*Text passage*:
***

The other two novel associations we observed were for the xenobiotics catechol glucuronide and 3-hydrixypyridine glucuronide, which were highly correlated (r = 0.76) and are metabolites of catechol and pyridine, respectively. While both compounds occur naturally at low levels, they are produced synthetically in large amounts. About half of the catechol and pyridine and catechol produced is used to make pesticides, while smaller amounts are used for pharmaceuticals and flavoring agents [30, 31]. Pyridine is also used in organic chemistry and in dyes , and both compounds have been found in cigarette smoke. The International Agency for Research on Cancer (IARC) evaluated the carcinogenicity of catechol, in 1999 , and pyridine, in 2019 , using primarily animal data and classified both as 2B, possibly carcinogenic to humans. Our findings suggest that further investigation into the carcinogenicity of these compounds is warranted.
In addition to several steroid metabolites, the associations of two additional metabolites [sphinganine and octadecadienoate (C18:2-DC)*] differed significantly (p < 0.05) in pre- and postmenopausal women. Two metabolites (androstenediol (3β,17β) disulfate  and catechol glucuronide) differed significantly between women with ER+ and ER− breast cancer. It is unclear why these associations differ by menopausal or ER status. These findings may be due to chance and require replication in future analyses.
A significant portion of the cases in this study were diagnosed with breast cancer within a few years after the blood collection, while others occurred later in follow-up, allowing us to explore if associations varied by time between blood collection and diagnosis. Only two metabolites had associations that varied significantly (p < 0.05) by time between blood draw and diagnosis, thus limiting any conclusions as to whether any of metabolite levels might be affected by reverse causation.

***

*Saved entries*:
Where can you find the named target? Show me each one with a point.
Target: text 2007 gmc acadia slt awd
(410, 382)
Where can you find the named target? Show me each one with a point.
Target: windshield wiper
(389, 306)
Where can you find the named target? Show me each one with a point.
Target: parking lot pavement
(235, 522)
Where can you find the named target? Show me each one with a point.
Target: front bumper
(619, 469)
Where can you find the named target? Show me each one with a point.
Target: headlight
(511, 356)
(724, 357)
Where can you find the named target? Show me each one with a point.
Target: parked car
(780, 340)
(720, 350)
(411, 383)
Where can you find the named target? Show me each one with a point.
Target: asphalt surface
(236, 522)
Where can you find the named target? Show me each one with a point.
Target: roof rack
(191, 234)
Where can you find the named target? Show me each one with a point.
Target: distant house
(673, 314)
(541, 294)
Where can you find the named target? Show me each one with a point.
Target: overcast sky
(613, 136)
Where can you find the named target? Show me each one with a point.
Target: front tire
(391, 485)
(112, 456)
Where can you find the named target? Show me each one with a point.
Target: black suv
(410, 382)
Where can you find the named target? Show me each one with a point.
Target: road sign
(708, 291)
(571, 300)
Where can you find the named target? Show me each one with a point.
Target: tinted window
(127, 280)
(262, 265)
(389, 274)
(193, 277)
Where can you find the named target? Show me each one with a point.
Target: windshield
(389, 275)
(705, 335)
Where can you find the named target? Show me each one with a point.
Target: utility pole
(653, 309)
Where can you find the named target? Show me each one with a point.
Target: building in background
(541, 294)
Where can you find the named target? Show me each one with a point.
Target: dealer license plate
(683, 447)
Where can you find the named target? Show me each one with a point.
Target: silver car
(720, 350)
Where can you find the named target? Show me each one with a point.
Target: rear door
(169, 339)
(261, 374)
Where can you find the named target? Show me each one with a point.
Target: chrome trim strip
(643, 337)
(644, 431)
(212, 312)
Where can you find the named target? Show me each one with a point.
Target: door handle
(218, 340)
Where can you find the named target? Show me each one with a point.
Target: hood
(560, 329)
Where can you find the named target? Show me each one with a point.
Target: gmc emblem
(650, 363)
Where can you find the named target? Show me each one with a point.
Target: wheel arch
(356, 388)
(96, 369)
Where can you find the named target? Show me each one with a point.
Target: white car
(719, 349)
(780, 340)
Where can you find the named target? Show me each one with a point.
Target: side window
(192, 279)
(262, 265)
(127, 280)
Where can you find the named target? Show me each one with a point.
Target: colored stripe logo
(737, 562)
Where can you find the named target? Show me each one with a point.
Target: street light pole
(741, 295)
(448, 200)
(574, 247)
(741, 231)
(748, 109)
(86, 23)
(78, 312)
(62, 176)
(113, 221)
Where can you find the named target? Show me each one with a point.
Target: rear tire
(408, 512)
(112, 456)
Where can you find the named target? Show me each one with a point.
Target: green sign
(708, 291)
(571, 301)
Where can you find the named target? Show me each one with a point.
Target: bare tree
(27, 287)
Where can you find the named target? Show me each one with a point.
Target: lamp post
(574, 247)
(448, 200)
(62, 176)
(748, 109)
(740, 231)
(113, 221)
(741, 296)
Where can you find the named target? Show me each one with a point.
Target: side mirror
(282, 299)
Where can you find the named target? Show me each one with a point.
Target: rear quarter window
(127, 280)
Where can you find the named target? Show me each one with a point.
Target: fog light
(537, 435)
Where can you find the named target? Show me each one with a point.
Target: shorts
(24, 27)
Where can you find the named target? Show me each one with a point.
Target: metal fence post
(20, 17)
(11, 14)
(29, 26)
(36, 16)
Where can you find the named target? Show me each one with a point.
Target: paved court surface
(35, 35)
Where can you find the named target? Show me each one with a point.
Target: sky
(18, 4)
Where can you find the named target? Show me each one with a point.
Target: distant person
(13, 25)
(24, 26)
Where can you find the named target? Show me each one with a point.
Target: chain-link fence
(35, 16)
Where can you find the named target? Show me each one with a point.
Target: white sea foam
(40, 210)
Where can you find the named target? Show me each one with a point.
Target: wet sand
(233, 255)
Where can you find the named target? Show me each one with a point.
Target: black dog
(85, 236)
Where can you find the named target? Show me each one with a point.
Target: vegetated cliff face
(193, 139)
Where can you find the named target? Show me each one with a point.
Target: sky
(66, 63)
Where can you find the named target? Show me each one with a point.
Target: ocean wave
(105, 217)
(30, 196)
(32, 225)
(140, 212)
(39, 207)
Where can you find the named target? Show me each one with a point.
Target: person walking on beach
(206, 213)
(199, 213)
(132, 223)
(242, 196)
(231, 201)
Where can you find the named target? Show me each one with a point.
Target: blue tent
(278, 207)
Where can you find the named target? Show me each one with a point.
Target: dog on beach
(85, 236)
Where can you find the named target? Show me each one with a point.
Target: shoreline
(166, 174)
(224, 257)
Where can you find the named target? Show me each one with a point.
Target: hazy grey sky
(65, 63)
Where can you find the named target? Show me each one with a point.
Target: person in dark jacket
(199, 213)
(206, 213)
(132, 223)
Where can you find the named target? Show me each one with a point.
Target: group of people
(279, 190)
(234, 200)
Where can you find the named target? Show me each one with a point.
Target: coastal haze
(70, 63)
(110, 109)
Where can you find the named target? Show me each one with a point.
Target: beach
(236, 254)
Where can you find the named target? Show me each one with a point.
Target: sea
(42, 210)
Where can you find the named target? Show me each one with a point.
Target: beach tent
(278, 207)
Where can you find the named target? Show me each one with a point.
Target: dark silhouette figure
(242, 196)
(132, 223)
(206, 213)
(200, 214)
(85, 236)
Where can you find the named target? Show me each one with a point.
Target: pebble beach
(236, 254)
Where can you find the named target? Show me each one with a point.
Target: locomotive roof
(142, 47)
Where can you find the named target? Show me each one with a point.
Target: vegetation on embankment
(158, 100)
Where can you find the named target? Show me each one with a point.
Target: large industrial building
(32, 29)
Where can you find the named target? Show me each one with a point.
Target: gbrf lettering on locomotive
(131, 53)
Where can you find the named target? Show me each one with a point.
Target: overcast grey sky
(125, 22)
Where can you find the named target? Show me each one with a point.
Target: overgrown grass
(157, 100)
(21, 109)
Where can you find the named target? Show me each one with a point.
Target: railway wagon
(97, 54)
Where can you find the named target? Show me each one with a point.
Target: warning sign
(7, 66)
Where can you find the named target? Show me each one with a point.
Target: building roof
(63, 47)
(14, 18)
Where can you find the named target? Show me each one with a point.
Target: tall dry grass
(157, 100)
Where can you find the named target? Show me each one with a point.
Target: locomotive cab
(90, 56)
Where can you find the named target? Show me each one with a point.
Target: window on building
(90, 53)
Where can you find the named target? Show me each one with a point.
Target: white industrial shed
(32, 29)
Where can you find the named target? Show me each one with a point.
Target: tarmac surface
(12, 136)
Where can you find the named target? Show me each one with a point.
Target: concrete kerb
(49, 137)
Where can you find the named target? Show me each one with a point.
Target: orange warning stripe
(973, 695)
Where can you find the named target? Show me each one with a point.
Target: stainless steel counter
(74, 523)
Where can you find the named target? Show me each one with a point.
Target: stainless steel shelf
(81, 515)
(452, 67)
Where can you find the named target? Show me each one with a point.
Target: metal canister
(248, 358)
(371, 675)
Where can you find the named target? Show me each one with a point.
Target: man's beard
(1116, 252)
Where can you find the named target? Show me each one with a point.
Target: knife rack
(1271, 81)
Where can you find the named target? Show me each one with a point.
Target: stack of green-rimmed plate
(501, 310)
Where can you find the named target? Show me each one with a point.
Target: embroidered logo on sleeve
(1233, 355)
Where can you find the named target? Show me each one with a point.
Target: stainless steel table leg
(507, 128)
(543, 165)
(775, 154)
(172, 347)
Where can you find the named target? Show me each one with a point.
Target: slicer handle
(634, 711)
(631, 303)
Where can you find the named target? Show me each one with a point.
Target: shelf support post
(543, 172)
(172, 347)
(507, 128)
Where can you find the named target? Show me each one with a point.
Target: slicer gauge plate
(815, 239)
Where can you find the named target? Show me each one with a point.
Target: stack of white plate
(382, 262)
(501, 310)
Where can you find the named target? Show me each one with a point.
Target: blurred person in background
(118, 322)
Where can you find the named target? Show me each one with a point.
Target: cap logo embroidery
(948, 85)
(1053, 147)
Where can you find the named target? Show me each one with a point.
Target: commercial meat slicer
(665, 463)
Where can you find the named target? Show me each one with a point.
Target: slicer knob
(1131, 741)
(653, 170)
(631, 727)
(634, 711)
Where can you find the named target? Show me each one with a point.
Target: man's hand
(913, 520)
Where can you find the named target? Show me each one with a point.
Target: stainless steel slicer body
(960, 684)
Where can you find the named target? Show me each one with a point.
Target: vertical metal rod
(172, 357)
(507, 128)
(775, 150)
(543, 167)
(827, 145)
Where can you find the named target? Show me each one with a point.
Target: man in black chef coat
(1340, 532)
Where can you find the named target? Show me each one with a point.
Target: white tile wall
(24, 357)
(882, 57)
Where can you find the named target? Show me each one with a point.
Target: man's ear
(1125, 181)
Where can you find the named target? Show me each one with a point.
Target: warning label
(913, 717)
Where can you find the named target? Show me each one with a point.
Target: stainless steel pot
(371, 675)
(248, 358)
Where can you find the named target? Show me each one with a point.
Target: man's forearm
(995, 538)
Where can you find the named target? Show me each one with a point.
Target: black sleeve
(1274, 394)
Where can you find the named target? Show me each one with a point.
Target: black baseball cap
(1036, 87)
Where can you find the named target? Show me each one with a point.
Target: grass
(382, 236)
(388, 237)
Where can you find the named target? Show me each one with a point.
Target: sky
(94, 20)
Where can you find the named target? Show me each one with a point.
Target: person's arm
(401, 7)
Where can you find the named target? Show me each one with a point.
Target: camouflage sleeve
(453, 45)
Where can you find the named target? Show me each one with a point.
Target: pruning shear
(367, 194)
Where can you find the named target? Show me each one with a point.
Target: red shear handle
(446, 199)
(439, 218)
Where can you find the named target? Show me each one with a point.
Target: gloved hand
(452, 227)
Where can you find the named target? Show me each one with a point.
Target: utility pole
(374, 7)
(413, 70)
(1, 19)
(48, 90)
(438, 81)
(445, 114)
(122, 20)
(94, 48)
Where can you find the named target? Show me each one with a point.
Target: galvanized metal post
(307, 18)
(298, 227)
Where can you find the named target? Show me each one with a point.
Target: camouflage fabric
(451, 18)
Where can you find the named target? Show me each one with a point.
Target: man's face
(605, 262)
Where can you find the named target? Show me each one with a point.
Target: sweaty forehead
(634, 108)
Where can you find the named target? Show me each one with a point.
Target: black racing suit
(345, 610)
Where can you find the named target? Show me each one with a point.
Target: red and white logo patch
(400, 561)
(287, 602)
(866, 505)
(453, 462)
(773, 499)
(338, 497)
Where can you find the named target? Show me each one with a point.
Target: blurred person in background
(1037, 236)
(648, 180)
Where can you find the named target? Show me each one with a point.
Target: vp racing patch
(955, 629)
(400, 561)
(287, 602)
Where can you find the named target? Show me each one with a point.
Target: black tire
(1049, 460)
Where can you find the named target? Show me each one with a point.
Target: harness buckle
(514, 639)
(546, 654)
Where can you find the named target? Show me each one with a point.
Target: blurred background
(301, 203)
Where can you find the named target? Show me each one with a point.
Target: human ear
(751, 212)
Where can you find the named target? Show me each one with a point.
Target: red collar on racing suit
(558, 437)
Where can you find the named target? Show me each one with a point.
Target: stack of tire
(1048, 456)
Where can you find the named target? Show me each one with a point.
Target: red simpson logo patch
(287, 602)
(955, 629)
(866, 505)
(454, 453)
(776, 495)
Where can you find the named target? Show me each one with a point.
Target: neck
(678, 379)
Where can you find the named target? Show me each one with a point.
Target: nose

***

*Problems to solve*:
• a. In the passage on metabolites and breast cancer, why are conclusions limited about whether metabolite levels might be affected by reverse causation?
• b. According to the passage on metabolites and breast cancer, how did the International Agency for Research on Cancer classify catechol and pyridine?
• c. Continue the passage on metabolites and breast cancer from its last sentence.

*Answer list*:
• a. Only two metabolites had associations that varied significantly (p < 0.05) by the time between blood draw and diagnosis. That small number limits any conclusions about reverse causation.

• b. Both were classified as 2B, possibly carcinogenic to humans.

• c.
Although all the risk estimates remained similar, adjustment for BMI attenuated the associations of all the metabolites with breast cancer. This could indicate that BMI is a mediator of the associations. If so, then adjustment for BMI may be inappropriate. This possibility should be investigated further in future analyses.
A strength of this study is the large study population and the large number of identified metabolites measured. The factors likely contributed to our finding of 11 metabolites associated with breast cancer risk at FDR < 0.05, which is more than previous studies which identified one or two metabolites at most at this significance level [9, 10]. Limitations of our study include the fact the results were based on a single blood sample for each study participant. However, evidence suggests that levels of most circulating metabolites are relatively stable for up to 2 years [33, 34], suggesting that a single sample may be sufficient. Other limitations include smaller numbers in the subgroups used in the stratified analyses. Finally, although Black and Hispanic women were included in our study, there were too few to determine if associations differed by race and/or ethnicity. Thus, our findings may not be generalizable to all groups.